**EXERCISE OBJECTIVE**
Return all of the rows below verbatim, keeping every line unchanged.

[Dataset entries]
----

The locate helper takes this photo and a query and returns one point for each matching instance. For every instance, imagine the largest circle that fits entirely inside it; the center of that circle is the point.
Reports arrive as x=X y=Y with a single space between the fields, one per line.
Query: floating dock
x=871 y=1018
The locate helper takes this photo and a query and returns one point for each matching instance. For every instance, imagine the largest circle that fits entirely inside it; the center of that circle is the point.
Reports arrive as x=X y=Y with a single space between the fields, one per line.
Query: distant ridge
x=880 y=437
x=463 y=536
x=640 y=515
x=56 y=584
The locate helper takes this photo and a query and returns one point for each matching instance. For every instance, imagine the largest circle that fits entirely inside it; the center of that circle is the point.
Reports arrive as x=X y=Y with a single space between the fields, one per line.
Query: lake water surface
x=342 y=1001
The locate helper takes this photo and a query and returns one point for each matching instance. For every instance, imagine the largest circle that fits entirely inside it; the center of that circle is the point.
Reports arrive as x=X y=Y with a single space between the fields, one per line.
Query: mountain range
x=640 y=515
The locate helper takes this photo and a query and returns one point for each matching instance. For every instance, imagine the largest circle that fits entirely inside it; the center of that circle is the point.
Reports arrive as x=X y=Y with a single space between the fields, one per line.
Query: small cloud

----

**EXERCISE OUTPUT**
The locate helper takes this photo and a query and returns one point for each matching instance. For every instance, imagine the largest circle that fits entirely inside it; the center of that circle is the point.
Reports arrive as x=X y=Y with a single space between the fields, one per line.
Query: floating dock
x=871 y=1018
The locate helper takes this photo and a query and returns one point for each matching instance. For every instance, imagine the largest circle that fits entirely inside it; the center of that circle is the point.
Reports arrive as x=X y=Y with a single space between the fields, one per line.
Query: distant ridge
x=880 y=437
x=463 y=536
x=640 y=515
x=56 y=584
The locate helper takes this photo and a query and returns one point for each matching instance. For every instance, imagine the largest circle that fits entirely inside it; the center of that circle is the point.
Reports arrive as x=X y=Y with a single space between the fields, one per line.
Query: lake water surface
x=342 y=1001
The locate helper takes this photo and a query and returns one point for each matching instance. For every instance, imagine the largest circle that fits entirely inside it; the center of that circle is the point.
Reports arrive as x=X y=Y with a single space between the fields, one per line.
Query: mountain range
x=640 y=515
The locate helper takes this photo and a query and returns one point for each matching instance. For every instance, imagine the largest circle that fits entirely inside it; the center of that circle is the point.
Reports arrive as x=X y=Y with a single space between the fields, one per line.
Query: small cloud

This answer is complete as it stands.